[[ ENTRIES SHOWN, beginning ]]
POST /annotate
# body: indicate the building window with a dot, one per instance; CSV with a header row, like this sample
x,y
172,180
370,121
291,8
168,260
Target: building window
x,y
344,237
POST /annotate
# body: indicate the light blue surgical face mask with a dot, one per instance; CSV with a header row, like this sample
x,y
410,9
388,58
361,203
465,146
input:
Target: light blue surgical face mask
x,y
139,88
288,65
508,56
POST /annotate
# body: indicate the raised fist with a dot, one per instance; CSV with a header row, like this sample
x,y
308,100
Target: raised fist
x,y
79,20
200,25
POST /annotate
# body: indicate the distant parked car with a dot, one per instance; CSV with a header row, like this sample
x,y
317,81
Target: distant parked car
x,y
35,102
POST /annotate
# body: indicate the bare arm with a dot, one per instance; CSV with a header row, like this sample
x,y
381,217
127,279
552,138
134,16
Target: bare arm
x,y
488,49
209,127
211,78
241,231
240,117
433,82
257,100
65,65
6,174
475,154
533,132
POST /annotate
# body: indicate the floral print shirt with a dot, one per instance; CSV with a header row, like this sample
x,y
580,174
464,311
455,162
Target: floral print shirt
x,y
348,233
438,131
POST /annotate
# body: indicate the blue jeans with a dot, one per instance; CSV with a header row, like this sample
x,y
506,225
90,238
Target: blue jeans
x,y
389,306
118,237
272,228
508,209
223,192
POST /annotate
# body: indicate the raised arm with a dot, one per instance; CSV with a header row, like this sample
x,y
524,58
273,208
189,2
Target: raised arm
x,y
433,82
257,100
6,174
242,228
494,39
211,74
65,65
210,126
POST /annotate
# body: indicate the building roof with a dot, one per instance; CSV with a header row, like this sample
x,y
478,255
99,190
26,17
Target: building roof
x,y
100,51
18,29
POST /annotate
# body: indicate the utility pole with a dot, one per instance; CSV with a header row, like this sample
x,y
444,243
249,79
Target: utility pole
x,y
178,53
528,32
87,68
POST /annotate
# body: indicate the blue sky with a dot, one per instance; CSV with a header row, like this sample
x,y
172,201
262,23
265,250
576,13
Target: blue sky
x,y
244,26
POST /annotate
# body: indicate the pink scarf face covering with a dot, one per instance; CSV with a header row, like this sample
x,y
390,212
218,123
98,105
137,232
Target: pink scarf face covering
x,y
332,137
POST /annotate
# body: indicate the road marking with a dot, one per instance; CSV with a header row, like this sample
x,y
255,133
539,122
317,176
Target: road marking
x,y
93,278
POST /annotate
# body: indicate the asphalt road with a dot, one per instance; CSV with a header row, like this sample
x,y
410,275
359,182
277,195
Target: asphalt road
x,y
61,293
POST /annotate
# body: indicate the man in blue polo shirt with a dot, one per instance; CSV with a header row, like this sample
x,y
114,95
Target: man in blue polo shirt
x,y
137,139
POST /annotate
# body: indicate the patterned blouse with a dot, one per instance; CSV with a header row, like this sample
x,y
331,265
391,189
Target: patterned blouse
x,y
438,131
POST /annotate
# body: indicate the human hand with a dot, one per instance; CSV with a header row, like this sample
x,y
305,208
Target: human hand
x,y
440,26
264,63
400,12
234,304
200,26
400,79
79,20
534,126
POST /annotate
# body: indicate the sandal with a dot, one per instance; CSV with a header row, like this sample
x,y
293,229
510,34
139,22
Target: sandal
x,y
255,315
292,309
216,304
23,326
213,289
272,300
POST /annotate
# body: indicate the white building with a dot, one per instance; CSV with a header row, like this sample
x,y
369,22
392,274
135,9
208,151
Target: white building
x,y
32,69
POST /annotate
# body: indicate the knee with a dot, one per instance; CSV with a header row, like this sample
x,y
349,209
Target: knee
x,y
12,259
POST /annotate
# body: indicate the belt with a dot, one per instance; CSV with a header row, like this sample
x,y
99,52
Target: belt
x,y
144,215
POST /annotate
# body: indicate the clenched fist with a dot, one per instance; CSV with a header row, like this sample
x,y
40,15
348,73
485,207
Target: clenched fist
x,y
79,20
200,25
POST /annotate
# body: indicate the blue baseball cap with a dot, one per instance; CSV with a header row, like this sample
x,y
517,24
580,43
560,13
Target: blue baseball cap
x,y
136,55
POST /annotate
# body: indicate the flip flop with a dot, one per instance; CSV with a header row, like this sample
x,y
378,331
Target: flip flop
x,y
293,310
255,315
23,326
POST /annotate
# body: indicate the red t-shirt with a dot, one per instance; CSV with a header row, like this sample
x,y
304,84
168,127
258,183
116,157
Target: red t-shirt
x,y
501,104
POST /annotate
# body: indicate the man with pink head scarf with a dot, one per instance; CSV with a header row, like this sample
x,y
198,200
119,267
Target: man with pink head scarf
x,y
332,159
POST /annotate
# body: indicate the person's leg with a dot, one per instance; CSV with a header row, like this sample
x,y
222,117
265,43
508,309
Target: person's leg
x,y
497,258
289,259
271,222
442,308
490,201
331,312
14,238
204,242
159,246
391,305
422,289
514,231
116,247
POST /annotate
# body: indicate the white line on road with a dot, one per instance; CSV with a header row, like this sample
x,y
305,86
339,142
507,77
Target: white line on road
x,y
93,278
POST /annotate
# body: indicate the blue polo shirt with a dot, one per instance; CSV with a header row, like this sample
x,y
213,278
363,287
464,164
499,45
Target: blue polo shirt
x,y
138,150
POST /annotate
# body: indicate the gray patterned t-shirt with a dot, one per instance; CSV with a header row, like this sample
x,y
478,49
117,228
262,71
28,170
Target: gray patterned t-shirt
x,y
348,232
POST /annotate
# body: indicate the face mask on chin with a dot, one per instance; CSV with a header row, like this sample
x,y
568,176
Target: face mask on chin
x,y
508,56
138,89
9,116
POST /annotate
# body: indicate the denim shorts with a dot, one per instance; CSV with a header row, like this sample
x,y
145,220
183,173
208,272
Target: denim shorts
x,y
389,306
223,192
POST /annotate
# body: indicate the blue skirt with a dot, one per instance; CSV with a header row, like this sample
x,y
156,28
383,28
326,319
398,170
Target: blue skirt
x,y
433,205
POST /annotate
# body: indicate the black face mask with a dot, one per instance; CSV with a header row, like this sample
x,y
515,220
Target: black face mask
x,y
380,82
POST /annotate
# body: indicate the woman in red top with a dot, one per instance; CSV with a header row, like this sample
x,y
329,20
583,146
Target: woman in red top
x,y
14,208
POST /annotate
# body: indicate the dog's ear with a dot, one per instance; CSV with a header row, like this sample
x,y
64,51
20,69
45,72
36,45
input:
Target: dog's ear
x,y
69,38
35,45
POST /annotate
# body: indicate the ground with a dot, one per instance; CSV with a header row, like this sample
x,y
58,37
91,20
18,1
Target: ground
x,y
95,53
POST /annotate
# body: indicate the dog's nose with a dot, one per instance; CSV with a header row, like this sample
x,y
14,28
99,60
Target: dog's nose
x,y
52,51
[[ ENTRIES SHOWN, end ]]
PROBLEM STATEMENT.
What you return must match the records exactly, line for line.

EXERCISE ANSWER.
POST /annotate
# body: indicate the building window with a dot, one per instance; CSV with a header row, like this sample
x,y
172,180
370,121
291,8
168,260
Target: building window
x,y
344,237
POST /annotate
# body: indicate the light blue surgical face mask with a dot, one per instance; CSV with a header row, like this sample
x,y
410,9
388,58
361,203
465,146
input:
Target: light blue surgical face mask
x,y
139,88
288,65
508,56
POST /annotate
# body: indicate the raised fist with a dot, one per instance; CSV with a header row, like this sample
x,y
308,100
Target: raised fist
x,y
79,20
200,25
POST /annotate
# body: indicate the distant parked car with a dot, one per instance; CSV with a header row, like this sample
x,y
317,81
Target: distant parked car
x,y
35,102
POST /annotate
# body: indicate the bare arm with a dot, one per instance; CSV with a header row, like this sample
x,y
381,217
127,279
552,138
134,16
Target: bare arm
x,y
488,49
209,127
211,78
241,231
240,117
433,82
257,100
65,65
6,174
475,154
533,132
POST /annotate
# body: indicate the floral print shirt with a dot, one per instance; CSV with a header row, like this sample
x,y
580,174
464,311
455,162
Target: floral print shirt
x,y
348,233
438,131
POST /annotate
# body: indicate the blue jeans with a dot, one per instance; CSV with a header row, like this sample
x,y
506,225
90,238
Target: blue jeans
x,y
389,306
118,237
272,228
508,209
223,192
POST /annotate
# body: indicate the raised arm with a dot, one per instance; CSV with a header row, like this sample
x,y
524,58
273,208
189,2
Target: raised arm
x,y
433,82
257,100
6,174
242,228
494,39
211,74
65,65
210,126
POST /annotate
# body: indicate the building roof with a dot, one per instance; CSV with a header row, like this sample
x,y
478,255
99,190
26,17
Target: building roof
x,y
100,51
18,29
POST /annotate
# body: indicate the utility pole with a dot, one per instance; CSV with a header row, like this sample
x,y
444,243
249,79
Target: utility pole
x,y
178,53
528,32
87,68
POST /annotate
# body: indicate the blue sky with a dot, one per instance; CSV with a header row, like this sample
x,y
172,201
262,23
265,250
576,13
Target: blue sky
x,y
244,26
POST /annotate
# body: indicate the pink scarf face covering with a dot, one per instance; CSV with a header row, like this sample
x,y
390,212
218,123
98,105
137,232
Target: pink scarf face covering
x,y
332,137
POST /annotate
# body: indicate the road marking with a dot, one per instance; CSV with a header row, like this sample
x,y
255,133
539,122
317,176
Target: road marking
x,y
93,278
POST /annotate
# body: indicate the asphalt road with a dot, one per instance; CSV with a header row, like this sample
x,y
410,275
359,182
277,195
Target: asphalt road
x,y
61,293
POST /annotate
# body: indicate the man in blue polo shirt with a dot, one per instance; CSV with a header row, like this sample
x,y
114,95
Target: man in blue polo shirt
x,y
137,139
POST /annotate
# body: indicate the patterned blouse with a dot, one per instance; CSV with a header row, like this sample
x,y
331,265
391,189
Target: patterned blouse
x,y
438,131
POST /annotate
# body: indicate the human hand with a dot, one per instance; CSV with a header row, like this sample
x,y
305,208
Target: human hand
x,y
440,26
264,63
400,12
234,304
200,26
400,79
79,20
534,126
POST /annotate
# body: indicate the sandal with a dot, one per instance; CSV with a header row, like this sample
x,y
293,229
510,34
139,22
Target: sandal
x,y
255,315
292,309
216,304
23,326
213,289
272,300
POST /annotate
# body: indicate the white building with a dot, one per instance; CSV with a header row, like this sample
x,y
369,22
392,274
135,9
208,151
Target: white building
x,y
32,69
POST /annotate
# body: indicate the knee with a dot, one per instance; CSV with a header row, like this sample
x,y
349,209
Target: knee
x,y
12,259
POST /annotate
# body: indicate the belt with a dot, one per instance; CSV with a header row, like this sample
x,y
99,52
Target: belt
x,y
144,215
POST /annotate
# body: indicate the clenched fist with a dot, one per instance; CSV with a header row, like this sample
x,y
40,15
348,73
485,207
Target: clenched fist
x,y
79,20
200,25
POST /annotate
# body: indicate the blue baseball cap with a dot, one per instance; CSV with a header row, like this sample
x,y
517,24
580,43
560,13
Target: blue baseball cap
x,y
136,55
POST /annotate
# body: indicate the flip flop with a dot, one per instance; CSV with a header row, like this sample
x,y
378,331
Target: flip flop
x,y
293,310
255,315
23,326
POST /annotate
# body: indicate the red t-shirt with a dot, one per instance; CSV with a header row, like this sample
x,y
304,84
168,127
258,183
116,157
Target: red t-shirt
x,y
501,104
POST /annotate
# body: indicate the man with pink head scarf with a dot, one per instance; CSV with a header row, like this sample
x,y
198,200
119,267
Target: man with pink head scarf
x,y
332,159
POST /annotate
# body: indicate the person's leg with a dot, one per instance; CSV with a header row, like this sample
x,y
222,117
265,43
508,309
Target: person's leg
x,y
497,258
289,259
271,222
442,308
490,201
331,312
14,238
204,242
159,246
391,305
422,289
514,231
116,247
POST /annotate
# body: indicate the white line on road with a dot, one per instance; CSV with a header row, like this sample
x,y
305,86
339,142
507,77
Target: white line on road
x,y
93,278
POST /annotate
# body: indicate the blue polo shirt with a dot, one per instance; CSV with a header row, like this sample
x,y
213,278
363,287
464,164
499,45
Target: blue polo shirt
x,y
138,150
POST /annotate
# body: indicate the gray patterned t-shirt with a dot, one per instance; CSV with a header row, like this sample
x,y
478,49
117,228
262,71
28,170
Target: gray patterned t-shirt
x,y
348,232
POST /annotate
# body: indicate the face mask on chin with a dot, one per instance; CSV with a header row, like this sample
x,y
568,176
Target: face mask on chin
x,y
508,56
138,89
9,116
POST /annotate
# body: indicate the denim shorts with a dot, one per instance; CSV with a header row, like this sample
x,y
145,220
183,173
208,272
Target: denim shorts
x,y
389,306
223,192
POST /annotate
# body: indicate the blue skirt with a dot, one per instance; CSV with a header row, like this sample
x,y
156,28
383,28
326,319
398,170
Target: blue skirt
x,y
433,205
POST /annotate
# body: indicate the black face mask with a dot, one per instance; CSV with a header row, like this sample
x,y
515,220
Target: black face mask
x,y
380,82
POST /annotate
# body: indicate the woman in red top with a dot, one per instance; CSV with a header row, like this sample
x,y
329,20
583,146
Target: woman in red top
x,y
14,208
POST /annotate
# body: indicate the dog's ear with a dot, one per instance; CSV with a header row, like this sample
x,y
64,51
20,69
45,72
36,45
input:
Target: dog's ear
x,y
69,38
35,45
POST /annotate
# body: indicate the ground with a dot, one per instance; CSV with a header row, like this sample
x,y
58,37
91,20
18,1
Target: ground
x,y
95,53
POST /annotate
# body: indicate the dog's nose with a dot, one per instance; CSV with a header row, like this sample
x,y
14,28
99,60
Target: dog's nose
x,y
52,51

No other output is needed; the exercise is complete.